[Segmentation annotation rows]
-------
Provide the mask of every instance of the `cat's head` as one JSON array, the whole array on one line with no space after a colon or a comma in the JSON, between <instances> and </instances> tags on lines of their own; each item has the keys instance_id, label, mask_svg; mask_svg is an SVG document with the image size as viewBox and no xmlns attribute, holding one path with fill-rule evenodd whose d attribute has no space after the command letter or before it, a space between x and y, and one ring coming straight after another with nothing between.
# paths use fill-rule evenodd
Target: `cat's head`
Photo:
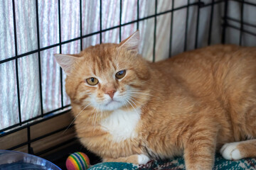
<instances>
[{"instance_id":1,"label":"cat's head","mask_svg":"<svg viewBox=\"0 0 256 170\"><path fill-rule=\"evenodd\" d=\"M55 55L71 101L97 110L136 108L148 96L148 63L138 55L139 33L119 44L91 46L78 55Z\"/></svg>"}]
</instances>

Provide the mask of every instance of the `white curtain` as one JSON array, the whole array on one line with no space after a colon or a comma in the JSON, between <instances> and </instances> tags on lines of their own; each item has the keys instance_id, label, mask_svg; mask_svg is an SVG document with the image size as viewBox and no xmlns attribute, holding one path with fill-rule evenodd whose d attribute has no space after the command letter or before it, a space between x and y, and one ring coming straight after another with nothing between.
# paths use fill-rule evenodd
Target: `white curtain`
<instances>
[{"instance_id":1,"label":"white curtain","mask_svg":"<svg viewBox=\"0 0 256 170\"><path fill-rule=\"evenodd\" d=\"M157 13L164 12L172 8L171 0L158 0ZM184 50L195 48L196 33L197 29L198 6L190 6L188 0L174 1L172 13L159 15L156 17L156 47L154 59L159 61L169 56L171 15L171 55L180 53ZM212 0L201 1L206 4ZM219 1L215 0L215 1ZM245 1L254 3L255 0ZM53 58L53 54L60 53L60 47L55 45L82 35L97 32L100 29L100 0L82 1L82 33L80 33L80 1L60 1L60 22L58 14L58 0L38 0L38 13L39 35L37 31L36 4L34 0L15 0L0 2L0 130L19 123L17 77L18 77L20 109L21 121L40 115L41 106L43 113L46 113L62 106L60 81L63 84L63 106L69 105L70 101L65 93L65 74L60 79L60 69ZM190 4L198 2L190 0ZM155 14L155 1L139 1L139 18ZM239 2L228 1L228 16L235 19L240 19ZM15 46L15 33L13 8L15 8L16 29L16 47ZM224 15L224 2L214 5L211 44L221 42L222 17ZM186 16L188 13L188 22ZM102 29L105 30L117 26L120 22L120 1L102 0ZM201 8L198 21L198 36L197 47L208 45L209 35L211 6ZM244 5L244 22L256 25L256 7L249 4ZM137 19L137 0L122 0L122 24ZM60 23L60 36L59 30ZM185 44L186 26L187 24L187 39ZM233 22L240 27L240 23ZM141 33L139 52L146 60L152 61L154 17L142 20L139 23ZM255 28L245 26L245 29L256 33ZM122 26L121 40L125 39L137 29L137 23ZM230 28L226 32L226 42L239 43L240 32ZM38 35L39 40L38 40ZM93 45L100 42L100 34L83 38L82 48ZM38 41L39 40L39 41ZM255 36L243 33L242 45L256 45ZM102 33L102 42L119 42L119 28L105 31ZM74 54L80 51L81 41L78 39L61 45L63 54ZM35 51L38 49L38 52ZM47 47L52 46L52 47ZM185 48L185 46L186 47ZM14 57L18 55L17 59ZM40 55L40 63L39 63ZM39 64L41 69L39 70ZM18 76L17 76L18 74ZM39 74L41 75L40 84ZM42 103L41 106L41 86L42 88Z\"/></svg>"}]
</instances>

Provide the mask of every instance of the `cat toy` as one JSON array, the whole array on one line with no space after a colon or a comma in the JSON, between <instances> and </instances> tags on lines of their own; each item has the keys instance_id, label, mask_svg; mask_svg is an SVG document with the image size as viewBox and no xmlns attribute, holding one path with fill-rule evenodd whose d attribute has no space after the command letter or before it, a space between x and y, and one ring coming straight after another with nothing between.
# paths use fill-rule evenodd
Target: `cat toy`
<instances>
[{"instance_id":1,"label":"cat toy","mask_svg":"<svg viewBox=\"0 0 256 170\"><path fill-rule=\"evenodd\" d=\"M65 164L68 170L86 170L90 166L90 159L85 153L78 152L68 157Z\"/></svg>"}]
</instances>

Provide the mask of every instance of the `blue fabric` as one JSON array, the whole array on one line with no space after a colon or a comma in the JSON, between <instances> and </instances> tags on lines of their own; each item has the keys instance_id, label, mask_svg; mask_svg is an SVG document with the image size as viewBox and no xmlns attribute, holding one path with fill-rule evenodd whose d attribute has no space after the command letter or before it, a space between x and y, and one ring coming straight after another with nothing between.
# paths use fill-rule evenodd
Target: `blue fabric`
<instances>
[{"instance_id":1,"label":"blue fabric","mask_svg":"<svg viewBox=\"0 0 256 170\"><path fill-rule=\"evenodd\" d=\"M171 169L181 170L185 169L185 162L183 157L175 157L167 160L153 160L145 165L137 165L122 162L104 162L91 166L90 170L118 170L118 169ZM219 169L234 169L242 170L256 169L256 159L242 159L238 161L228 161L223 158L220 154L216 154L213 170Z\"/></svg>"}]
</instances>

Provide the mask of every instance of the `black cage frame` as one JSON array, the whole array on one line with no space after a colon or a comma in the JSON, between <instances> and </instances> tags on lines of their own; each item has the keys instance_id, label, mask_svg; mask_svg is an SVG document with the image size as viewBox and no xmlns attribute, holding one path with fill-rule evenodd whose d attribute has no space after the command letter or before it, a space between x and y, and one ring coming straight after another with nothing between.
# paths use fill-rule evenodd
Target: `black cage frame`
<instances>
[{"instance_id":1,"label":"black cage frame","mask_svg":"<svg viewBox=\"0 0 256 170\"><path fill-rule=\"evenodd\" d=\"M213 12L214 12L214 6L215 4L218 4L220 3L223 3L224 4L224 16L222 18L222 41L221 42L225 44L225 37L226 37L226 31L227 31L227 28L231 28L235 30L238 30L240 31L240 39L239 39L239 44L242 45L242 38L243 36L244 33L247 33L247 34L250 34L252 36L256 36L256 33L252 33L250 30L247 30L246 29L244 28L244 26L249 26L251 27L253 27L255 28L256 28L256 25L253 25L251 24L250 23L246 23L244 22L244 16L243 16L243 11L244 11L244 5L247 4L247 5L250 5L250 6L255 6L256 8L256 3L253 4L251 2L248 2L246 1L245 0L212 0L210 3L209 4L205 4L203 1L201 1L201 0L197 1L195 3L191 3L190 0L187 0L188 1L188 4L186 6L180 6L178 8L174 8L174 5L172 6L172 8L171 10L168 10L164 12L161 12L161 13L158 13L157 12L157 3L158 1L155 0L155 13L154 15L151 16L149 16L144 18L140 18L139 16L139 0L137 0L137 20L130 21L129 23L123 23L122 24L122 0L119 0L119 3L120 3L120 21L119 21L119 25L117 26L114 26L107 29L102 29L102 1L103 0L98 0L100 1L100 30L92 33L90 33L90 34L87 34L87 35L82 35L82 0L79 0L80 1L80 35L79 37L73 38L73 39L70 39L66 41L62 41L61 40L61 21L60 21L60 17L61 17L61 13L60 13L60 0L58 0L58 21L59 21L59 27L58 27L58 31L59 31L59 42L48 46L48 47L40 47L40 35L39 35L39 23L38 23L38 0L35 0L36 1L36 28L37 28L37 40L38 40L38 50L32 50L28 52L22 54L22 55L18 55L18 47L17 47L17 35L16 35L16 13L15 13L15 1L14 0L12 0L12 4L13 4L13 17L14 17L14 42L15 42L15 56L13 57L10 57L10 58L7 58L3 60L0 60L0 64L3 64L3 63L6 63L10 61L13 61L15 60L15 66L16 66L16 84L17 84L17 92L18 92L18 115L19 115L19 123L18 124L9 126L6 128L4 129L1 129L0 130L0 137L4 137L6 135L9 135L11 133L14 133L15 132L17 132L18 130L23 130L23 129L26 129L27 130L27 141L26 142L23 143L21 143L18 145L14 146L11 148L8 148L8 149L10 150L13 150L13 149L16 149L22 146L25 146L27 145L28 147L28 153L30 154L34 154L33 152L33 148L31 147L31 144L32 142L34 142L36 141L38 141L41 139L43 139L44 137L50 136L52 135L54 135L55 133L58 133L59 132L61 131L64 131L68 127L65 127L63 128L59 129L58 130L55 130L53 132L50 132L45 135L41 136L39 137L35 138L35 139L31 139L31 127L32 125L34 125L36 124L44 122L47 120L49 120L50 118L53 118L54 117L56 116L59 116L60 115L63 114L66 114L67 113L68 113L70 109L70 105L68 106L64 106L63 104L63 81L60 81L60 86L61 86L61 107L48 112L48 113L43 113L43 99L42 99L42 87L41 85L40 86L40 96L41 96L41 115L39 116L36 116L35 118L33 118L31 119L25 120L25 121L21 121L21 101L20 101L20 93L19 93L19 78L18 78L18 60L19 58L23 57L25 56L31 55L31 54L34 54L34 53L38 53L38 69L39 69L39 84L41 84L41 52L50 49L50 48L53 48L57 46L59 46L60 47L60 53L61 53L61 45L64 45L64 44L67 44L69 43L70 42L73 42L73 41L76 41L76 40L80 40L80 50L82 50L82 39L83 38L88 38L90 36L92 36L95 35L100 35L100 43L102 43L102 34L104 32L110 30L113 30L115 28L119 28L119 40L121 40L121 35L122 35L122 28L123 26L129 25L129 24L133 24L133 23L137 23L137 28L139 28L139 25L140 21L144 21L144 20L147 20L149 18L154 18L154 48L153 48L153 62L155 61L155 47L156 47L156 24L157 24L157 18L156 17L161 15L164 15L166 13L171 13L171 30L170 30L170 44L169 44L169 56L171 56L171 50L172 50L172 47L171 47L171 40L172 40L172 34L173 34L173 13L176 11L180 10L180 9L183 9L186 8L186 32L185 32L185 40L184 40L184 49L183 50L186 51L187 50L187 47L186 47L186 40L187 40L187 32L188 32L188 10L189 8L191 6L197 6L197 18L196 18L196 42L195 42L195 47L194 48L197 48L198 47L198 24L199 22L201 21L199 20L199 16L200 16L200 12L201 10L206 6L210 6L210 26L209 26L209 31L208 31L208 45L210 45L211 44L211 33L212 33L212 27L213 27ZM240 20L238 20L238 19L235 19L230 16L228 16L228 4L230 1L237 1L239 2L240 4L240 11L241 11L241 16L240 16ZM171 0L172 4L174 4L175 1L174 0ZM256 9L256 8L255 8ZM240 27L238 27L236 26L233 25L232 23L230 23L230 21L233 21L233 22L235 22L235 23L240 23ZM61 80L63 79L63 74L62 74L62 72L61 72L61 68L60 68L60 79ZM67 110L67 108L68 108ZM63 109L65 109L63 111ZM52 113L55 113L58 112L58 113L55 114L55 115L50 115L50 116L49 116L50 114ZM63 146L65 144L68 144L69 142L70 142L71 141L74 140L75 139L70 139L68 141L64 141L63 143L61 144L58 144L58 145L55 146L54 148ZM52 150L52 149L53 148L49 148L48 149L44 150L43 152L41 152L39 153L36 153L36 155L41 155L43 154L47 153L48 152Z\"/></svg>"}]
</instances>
-------
Count the lines in the rows above that contain the string "Target", and reply with the number alone.

5